GOAL >>
In the items below, give the lines from the one with "Given the image above, the model predicts where the red" up to and including the one with "329, 289, 357]]" as a numbered list. Leave out any blank lines.

Photo labels with boxes >>
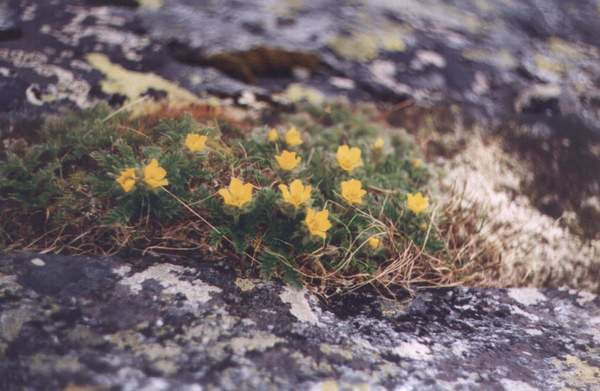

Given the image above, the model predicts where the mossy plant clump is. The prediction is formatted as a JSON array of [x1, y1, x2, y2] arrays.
[[0, 104, 495, 292]]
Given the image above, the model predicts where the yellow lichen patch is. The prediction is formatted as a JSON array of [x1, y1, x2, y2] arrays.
[[329, 32, 379, 61], [234, 277, 256, 292], [533, 54, 565, 75], [554, 355, 600, 391], [86, 53, 202, 116], [137, 0, 165, 10]]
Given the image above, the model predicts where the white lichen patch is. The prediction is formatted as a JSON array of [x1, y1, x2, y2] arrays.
[[319, 343, 354, 360], [392, 340, 432, 361], [279, 286, 321, 326], [508, 288, 546, 306], [442, 136, 600, 291], [525, 329, 544, 337], [120, 263, 221, 305]]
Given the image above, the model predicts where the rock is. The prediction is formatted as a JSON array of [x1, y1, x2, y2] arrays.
[[0, 0, 22, 41], [0, 254, 600, 391]]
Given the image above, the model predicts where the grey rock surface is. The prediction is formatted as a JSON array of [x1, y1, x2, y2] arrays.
[[0, 0, 600, 230], [0, 254, 600, 391]]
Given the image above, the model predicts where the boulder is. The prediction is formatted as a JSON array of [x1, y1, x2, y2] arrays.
[[0, 254, 600, 391]]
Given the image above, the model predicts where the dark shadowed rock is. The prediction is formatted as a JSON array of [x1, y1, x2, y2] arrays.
[[0, 255, 600, 390]]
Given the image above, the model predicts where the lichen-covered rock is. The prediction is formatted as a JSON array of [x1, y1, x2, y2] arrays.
[[0, 254, 600, 390]]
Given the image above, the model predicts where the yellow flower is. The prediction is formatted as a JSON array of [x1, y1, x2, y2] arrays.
[[335, 145, 362, 172], [218, 178, 253, 208], [267, 128, 279, 143], [275, 150, 302, 171], [342, 179, 367, 205], [144, 159, 169, 189], [304, 208, 331, 239], [117, 168, 136, 193], [279, 179, 312, 208], [368, 236, 381, 250], [406, 192, 429, 214], [185, 133, 207, 152], [285, 126, 302, 147]]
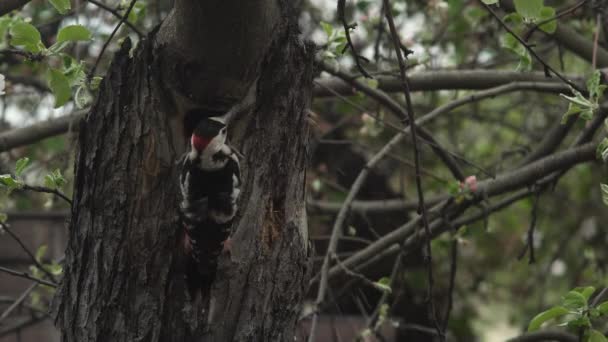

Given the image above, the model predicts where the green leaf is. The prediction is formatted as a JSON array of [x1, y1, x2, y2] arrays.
[[74, 85, 93, 109], [321, 21, 334, 40], [587, 329, 608, 342], [374, 277, 392, 293], [567, 314, 591, 330], [562, 290, 587, 310], [357, 0, 372, 12], [9, 21, 44, 53], [47, 68, 72, 108], [587, 70, 606, 103], [573, 286, 595, 301], [528, 306, 569, 331], [15, 157, 30, 177], [0, 175, 21, 190], [538, 6, 557, 33], [46, 263, 63, 276], [513, 0, 543, 20], [366, 78, 378, 89], [49, 0, 72, 14], [35, 245, 48, 263], [91, 76, 103, 90], [0, 16, 13, 42], [595, 138, 608, 163], [596, 301, 608, 315], [47, 42, 70, 55], [57, 25, 91, 43]]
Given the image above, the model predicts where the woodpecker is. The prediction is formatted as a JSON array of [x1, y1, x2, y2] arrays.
[[180, 117, 241, 298]]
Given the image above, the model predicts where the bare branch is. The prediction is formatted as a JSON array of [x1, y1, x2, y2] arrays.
[[0, 110, 86, 152], [314, 69, 582, 97], [312, 143, 596, 281], [87, 0, 144, 38]]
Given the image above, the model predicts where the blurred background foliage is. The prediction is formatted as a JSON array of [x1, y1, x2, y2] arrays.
[[0, 0, 608, 341]]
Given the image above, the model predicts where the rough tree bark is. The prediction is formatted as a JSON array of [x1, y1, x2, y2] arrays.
[[54, 0, 313, 342]]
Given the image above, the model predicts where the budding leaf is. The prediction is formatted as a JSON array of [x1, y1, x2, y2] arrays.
[[47, 68, 72, 108], [15, 157, 30, 177], [9, 21, 44, 53], [57, 25, 91, 43], [49, 0, 72, 14], [587, 329, 608, 342], [513, 0, 543, 20], [528, 306, 569, 331]]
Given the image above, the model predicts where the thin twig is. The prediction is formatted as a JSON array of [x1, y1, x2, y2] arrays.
[[0, 223, 57, 283], [518, 187, 542, 264], [88, 0, 137, 80], [442, 219, 459, 333], [21, 184, 72, 206], [86, 0, 144, 38], [591, 287, 608, 307], [338, 0, 373, 78], [0, 283, 38, 322], [0, 266, 57, 287], [523, 0, 589, 41], [384, 0, 445, 341], [591, 13, 602, 70], [478, 0, 587, 94], [332, 254, 387, 293]]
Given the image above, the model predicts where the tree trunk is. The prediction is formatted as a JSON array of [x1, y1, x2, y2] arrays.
[[54, 0, 313, 342]]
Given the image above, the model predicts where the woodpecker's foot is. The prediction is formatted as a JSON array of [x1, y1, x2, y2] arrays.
[[222, 237, 232, 253]]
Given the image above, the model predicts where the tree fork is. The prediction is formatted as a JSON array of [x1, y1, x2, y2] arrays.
[[53, 0, 314, 342]]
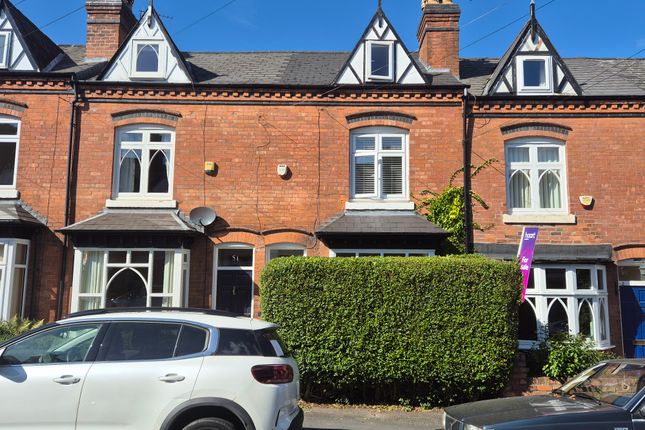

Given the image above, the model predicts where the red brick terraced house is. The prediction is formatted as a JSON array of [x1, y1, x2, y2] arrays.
[[0, 0, 645, 355]]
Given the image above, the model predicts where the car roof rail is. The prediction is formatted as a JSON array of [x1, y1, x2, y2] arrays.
[[65, 307, 242, 319]]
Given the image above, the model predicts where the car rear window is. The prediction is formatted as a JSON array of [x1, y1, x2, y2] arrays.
[[175, 325, 208, 357], [217, 329, 262, 355], [99, 322, 208, 361], [217, 329, 289, 357], [256, 329, 289, 357]]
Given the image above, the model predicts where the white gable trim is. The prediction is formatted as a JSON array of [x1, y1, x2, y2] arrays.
[[0, 9, 38, 72], [336, 11, 426, 85], [484, 21, 582, 95], [102, 7, 192, 84]]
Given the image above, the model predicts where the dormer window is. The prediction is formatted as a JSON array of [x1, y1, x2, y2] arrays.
[[0, 31, 11, 69], [367, 42, 394, 81], [132, 42, 165, 78], [517, 56, 553, 94]]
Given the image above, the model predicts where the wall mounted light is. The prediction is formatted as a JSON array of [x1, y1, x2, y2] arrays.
[[204, 161, 217, 176]]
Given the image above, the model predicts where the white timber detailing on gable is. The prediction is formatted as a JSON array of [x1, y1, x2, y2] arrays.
[[0, 8, 33, 72], [335, 9, 426, 85], [99, 6, 192, 84], [484, 11, 582, 96]]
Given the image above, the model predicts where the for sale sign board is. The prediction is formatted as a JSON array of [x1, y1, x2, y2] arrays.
[[517, 227, 539, 303]]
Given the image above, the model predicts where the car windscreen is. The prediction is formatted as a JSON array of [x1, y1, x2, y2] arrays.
[[559, 362, 645, 406]]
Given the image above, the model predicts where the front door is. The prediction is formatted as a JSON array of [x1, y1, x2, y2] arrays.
[[0, 324, 101, 430], [620, 286, 645, 358], [215, 246, 254, 316], [217, 270, 253, 316]]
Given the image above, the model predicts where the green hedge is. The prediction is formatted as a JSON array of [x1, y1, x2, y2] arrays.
[[261, 257, 521, 406]]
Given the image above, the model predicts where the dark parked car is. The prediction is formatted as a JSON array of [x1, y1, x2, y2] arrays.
[[444, 360, 645, 430]]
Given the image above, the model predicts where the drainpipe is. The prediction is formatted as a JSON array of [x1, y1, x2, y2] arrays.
[[56, 75, 79, 320], [463, 88, 475, 254]]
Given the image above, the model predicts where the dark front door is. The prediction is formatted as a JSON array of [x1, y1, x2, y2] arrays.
[[620, 286, 645, 358], [216, 270, 253, 316]]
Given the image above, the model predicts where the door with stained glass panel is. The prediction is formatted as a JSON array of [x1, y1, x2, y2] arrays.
[[215, 248, 254, 316]]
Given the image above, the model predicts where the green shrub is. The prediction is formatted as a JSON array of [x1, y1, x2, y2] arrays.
[[540, 334, 612, 382], [261, 257, 521, 407], [0, 317, 43, 343]]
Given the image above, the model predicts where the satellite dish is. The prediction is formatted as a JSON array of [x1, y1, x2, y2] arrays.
[[190, 207, 217, 227]]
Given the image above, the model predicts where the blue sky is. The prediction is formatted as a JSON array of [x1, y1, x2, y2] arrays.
[[14, 0, 645, 58]]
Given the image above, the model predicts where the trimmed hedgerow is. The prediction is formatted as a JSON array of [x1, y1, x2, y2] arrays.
[[261, 257, 521, 406]]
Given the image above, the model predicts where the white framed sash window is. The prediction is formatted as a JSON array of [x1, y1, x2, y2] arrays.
[[520, 264, 611, 349], [72, 248, 190, 312], [0, 239, 30, 321]]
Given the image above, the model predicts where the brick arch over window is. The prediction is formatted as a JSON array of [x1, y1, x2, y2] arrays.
[[0, 98, 29, 119], [346, 111, 417, 127], [112, 109, 182, 126], [614, 243, 645, 261], [501, 122, 573, 136]]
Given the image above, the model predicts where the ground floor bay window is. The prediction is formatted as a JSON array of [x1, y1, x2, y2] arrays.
[[71, 248, 190, 312], [0, 239, 29, 320], [519, 265, 611, 349]]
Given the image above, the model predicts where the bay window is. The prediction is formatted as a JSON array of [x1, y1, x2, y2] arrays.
[[0, 239, 29, 320], [519, 265, 610, 349], [351, 127, 408, 200], [72, 249, 189, 312], [113, 126, 175, 199], [506, 138, 568, 213]]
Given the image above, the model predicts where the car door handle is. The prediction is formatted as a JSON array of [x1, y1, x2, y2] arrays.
[[159, 373, 186, 384], [54, 375, 81, 385]]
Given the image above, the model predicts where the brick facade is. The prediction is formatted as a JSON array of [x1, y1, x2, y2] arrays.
[[0, 0, 645, 362]]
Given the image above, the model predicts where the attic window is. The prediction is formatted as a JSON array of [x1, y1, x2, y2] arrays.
[[132, 42, 164, 78], [0, 31, 11, 69], [517, 56, 553, 94], [367, 42, 394, 81]]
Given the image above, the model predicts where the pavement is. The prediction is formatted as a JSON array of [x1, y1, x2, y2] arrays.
[[304, 405, 443, 430]]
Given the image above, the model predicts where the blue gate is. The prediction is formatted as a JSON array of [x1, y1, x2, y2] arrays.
[[620, 286, 645, 358]]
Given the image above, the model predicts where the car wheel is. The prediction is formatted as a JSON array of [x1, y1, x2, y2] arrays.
[[184, 418, 235, 430]]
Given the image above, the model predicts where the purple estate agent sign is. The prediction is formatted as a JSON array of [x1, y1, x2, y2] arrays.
[[517, 227, 539, 303]]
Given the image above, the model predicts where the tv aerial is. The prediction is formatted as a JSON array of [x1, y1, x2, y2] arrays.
[[189, 207, 217, 227]]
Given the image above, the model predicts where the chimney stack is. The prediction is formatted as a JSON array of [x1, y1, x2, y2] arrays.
[[417, 0, 461, 78], [85, 0, 137, 61]]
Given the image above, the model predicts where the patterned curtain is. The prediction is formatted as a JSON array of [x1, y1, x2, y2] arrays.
[[540, 170, 562, 209], [510, 170, 531, 209]]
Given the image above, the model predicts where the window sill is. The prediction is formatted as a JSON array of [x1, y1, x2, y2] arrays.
[[105, 199, 177, 209], [0, 190, 18, 199], [345, 200, 414, 211], [503, 213, 577, 224]]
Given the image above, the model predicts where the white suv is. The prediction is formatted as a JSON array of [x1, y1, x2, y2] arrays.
[[0, 309, 303, 430]]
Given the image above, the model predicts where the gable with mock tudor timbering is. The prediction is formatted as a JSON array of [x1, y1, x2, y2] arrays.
[[0, 0, 64, 72], [484, 9, 582, 96], [335, 8, 426, 85], [98, 4, 192, 84]]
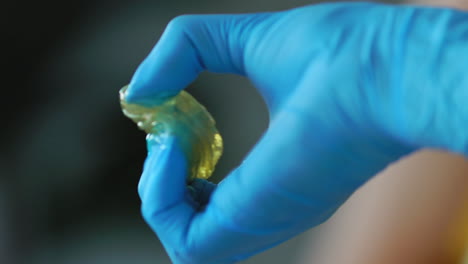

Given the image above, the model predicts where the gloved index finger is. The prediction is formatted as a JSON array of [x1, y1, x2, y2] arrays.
[[126, 15, 260, 105]]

ANSWER TO THE TASK >>
1. Given the image above, the model predicts where the red brick terraced house is. The prediction is formatted as a JSON array of [x1, y1, x2, y2] arrays.
2. [[0, 0, 645, 355]]
3. Given the image above, the model predicts where the car roof rail is. The prediction is formatted as a JSON array of [x1, y1, x2, y2] arrays.
4. [[65, 307, 242, 319]]
5. Given the image above, the model predicts where the car rear window is. The prediction is formatted as a JSON array of [x1, y1, x2, y2] arrays.
6. [[175, 325, 208, 357], [217, 329, 262, 355], [99, 322, 208, 361], [217, 329, 289, 357], [256, 329, 289, 357]]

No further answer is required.